═══ TEXTO PROPORCIONADO

33 años de la Convención sobre los Derechos del Niño ¿qué debemos conmemorar?


Estamos en las vísperas de los primero 33 años de la Convención sobre los Derechos del Niño, que evidentemente marcó un momento importante a nivel global. El propio texto nos alerta sobre las tenciones al ponerse de acuerdo para elaborar planes nacionales y locales, de lo que podríamos llamar asegurar desde el Estado que este sea garante de estos derechos reconocidos y proclamados.


Sin embargo, al llegar a estos 33 años, considero que no debemos ponernos eufóricos porque se tiene una convención. Pero tampoco estar deprimidos ni con cara de viernes santo, como si nada se hubiera hecho en el mundo y nuestra región. Creo que este espacio, Inversión en la Infancia y Salgalú, representan un esfuerzo terco para recordarnos que esta convención no tiene que ser letra muerta.


En esa línea, es evidente que la pandemia ha significado un parteaguas, que nos ha permitido dos cuestiones fundamentales. Una, reconocer las graves limitaciones de lo que se ha venido haciendo frente a la problemática de las infancias. Dos, la complejidad para encarar una forma alterativa y alternativa a la real situación. Por eso, esta pandemia nos he permitido reconocer qué no veníamos haciendo en la práctica, aunque lo señalemos en textos, declaraciones, pronunciamientos, pero no en la práctica.

══════
═══ REGISTROS EXTRAÍDOS

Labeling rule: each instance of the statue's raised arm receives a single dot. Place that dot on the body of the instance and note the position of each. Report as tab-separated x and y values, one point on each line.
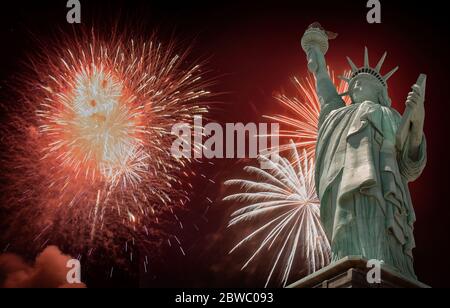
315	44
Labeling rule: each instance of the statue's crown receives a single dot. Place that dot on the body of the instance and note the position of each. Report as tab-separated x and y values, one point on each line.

══════
═══ REGISTROS EXTRAÍDOS

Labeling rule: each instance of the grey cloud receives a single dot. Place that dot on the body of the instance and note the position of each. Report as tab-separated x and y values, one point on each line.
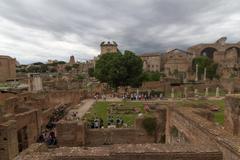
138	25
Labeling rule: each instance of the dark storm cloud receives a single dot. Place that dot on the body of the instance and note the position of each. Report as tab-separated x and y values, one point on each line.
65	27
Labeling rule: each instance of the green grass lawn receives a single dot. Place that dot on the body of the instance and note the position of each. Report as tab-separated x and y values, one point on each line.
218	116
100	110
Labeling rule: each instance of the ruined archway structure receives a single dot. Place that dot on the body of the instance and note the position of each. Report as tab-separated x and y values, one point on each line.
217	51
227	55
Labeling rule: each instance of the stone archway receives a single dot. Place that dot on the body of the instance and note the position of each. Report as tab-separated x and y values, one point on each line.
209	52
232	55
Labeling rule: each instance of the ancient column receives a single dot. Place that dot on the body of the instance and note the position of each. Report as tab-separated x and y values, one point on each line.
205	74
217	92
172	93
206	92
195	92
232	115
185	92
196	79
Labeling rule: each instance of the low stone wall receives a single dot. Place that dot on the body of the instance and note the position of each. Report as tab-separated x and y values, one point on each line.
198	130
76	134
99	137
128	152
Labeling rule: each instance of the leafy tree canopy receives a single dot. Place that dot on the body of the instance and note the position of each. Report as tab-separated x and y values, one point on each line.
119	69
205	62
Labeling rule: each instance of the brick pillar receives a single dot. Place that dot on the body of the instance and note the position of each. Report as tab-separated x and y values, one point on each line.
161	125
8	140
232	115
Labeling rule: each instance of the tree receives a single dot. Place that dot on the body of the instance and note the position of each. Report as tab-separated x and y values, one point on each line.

══════
═══ REGISTROS EXTRAÍDOS

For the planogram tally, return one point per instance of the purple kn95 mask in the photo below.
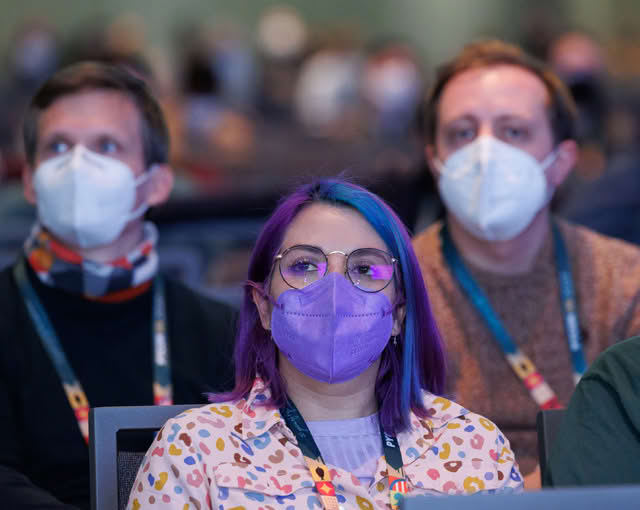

══════

TAREA A REALIZAR: Retoma el texto sobre los 33 años de la Convención sobre los Derechos del Niño a partir de su última oración. El material extraído es independiente del texto proporcionado.

RESULTADO DEL EJERCICIO:
Es cierto, es necesario un plan de acción, pero esto trae como consecuencia analizar quién lo ejecutan, qué preparación tienen los que ejecutan este plan. ¿Necesitamos un plan para expertos, para los que conocen a la infancia o para la ciudadanía a fin de que pueda ser una interlocutora frente al Estado, garante del ejercicio y vigencia de los derechos de las niñas y niños?


Por eso, es fundamental contar con planes concretos por las infancias. Pero ¿los tenemos? Ante esto, vuelve la pregunta de fondo, cuán preparados estamos a otros niveles. Esto ha desnudado la pandemia, poner sobre el tapete cuánto de palabra hay que no está refrendada por una práctica social, política, ética y cultural, que pueda permitir encarar esos problemas que un plan suele poner de relieve. A esto Boaventura de Sousa Santos llamó “la brutal pedagogía de la pandemia”.